Strip out the pictures and transcribe the records that follow exactly.

══════

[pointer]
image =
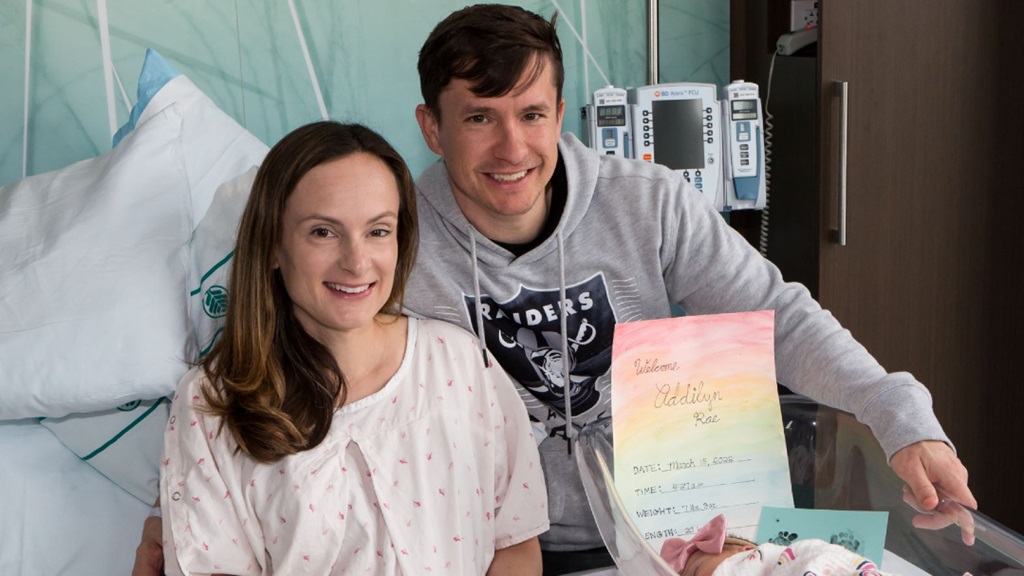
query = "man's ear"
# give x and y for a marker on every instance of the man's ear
(429, 128)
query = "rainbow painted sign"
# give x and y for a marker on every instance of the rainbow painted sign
(696, 422)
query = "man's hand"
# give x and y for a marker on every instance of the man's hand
(929, 467)
(150, 553)
(517, 560)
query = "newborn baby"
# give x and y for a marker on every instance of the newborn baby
(712, 551)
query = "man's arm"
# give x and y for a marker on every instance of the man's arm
(150, 553)
(517, 560)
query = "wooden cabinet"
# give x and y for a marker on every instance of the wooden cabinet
(932, 276)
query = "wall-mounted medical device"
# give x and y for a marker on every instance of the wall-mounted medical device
(718, 146)
(610, 122)
(679, 126)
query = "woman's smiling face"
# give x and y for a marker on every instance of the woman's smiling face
(339, 244)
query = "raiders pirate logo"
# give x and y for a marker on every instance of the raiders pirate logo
(524, 335)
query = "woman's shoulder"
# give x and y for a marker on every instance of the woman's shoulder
(445, 331)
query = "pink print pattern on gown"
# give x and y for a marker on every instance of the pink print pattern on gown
(428, 476)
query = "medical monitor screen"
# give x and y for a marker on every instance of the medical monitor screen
(744, 110)
(611, 116)
(678, 131)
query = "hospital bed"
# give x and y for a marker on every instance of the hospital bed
(835, 463)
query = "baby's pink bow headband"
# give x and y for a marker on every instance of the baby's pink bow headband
(710, 538)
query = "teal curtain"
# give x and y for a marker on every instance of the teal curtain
(274, 65)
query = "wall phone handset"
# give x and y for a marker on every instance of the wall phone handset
(793, 41)
(744, 156)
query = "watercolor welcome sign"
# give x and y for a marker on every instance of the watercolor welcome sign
(696, 423)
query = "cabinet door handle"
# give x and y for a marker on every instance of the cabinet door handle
(842, 89)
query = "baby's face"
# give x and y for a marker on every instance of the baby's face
(704, 564)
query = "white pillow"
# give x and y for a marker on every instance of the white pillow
(212, 253)
(93, 269)
(124, 443)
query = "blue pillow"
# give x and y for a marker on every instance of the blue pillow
(156, 73)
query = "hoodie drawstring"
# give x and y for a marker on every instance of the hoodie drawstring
(480, 333)
(566, 369)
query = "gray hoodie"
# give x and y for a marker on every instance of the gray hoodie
(632, 238)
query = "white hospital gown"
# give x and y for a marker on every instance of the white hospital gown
(803, 558)
(428, 476)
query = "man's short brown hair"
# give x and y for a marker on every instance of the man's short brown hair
(492, 46)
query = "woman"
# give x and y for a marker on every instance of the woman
(326, 433)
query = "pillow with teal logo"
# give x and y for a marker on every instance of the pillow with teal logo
(212, 251)
(93, 276)
(96, 259)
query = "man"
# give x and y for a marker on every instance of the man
(541, 245)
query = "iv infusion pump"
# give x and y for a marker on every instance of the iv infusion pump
(718, 146)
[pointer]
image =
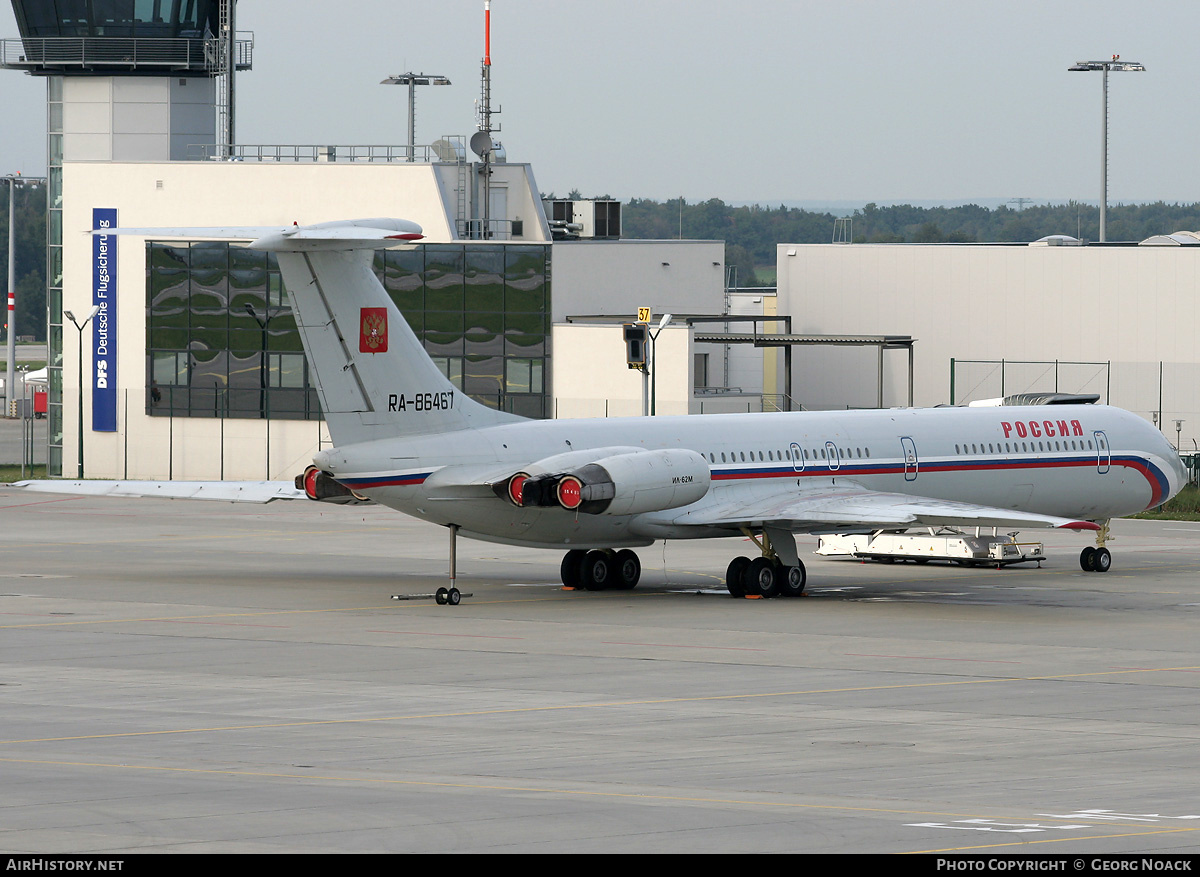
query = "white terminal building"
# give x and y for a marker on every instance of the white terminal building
(1116, 320)
(192, 368)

══════

**Solution for this task:**
[pointer]
image =
query = "man's ear"
# give x and y for a marker on every instance of the man's ear
(429, 128)
query = "rainbow painted sign"
# give x and y for a marker on every instance of the rainbow painted sign
(696, 422)
query = "man's hand"
# give x and y for a marker on every instance of the man's hand
(929, 467)
(150, 553)
(517, 560)
query = "newborn baby"
# give x and y for a marker on every instance of the newborn baby
(712, 551)
query = "man's arm"
# give x and y for a marker on every instance of the man's arm
(150, 553)
(517, 560)
query = "wooden cabinet"
# give x and y for a marker on every instance of the wooden cabinet
(932, 276)
query = "wall-mounted medical device"
# give x and y for a marker on every instance of the wall-mounted medical device
(718, 146)
(610, 122)
(679, 126)
query = "woman's smiling face"
# give x and y for a marker on every instance of the woman's smiling face
(339, 244)
query = "raiders pirate logo"
# give x and y for a marker on every instance of the raiders pirate logo
(524, 335)
query = "woman's shoulder"
# give x and y for a marker on every instance of the woman's shoulder
(445, 331)
query = "pink print pattern on gown"
# give x and y for a marker on every instance of the pink print pattern on gown
(428, 476)
query = "medical monitor screen"
# give x and y for a marker on every instance of the medical monitor screen
(744, 110)
(611, 116)
(678, 131)
query = "hospital bed"
# give x and y for a marker on every instance of the hospital bed
(835, 463)
query = "baby's pink bow headband"
# give x and y for a marker on every instance of the baby's pink bow headband
(710, 538)
query = "teal curtain"
# give x and y for a marker on every instance of the teal curtain
(274, 65)
query = "wall phone handset"
# give x and y for a marker on every instance of the wall phone handset
(793, 41)
(744, 156)
query = "watercolor welcome sign"
# give x and y for a marker on every instance of the watercolor welcome sign
(696, 423)
query = "cabinet door handle"
# give x and y for a marker on every instance of the cabinet door handle
(842, 89)
query = "baby's face"
# give x and y for a marker on every instance of the baby's face
(704, 564)
query = "white pillow"
# give x and y for a marker on every instance of the white pillow
(212, 253)
(93, 269)
(124, 443)
query = "blue pillow"
# give x and y for a marker on every instance of the blue pillow
(156, 73)
query = "hoodie drawstring"
# give x and y for a marker on every instance of the hoodie drawstring
(480, 333)
(566, 369)
query = "gray hoodie"
# give x and y for a marker on every instance of the gray hoodie
(632, 238)
query = "white hospital gown"
# give x and y for a marker on every instance of the white hospital gown
(803, 558)
(428, 476)
query = "man's short brown hair"
# give x and y for a marker on every instance of the man's short brown hair
(492, 46)
query = "woman"
# give x and y for a marker on every instance of the woman
(326, 433)
query = "pillow with teal logo"
# give x and y for a marker on every instance of the pillow with teal logo
(212, 251)
(93, 276)
(96, 259)
query = "man"
# give x and y for a marker on every instance of the man
(541, 245)
query = "iv infusion pump"
# give x and y for a marker on every instance of the iv infusion pump
(718, 146)
[pointer]
image =
query = "white terminal building"
# give x and y for a marker on every instance of the white terminal building
(1116, 320)
(192, 368)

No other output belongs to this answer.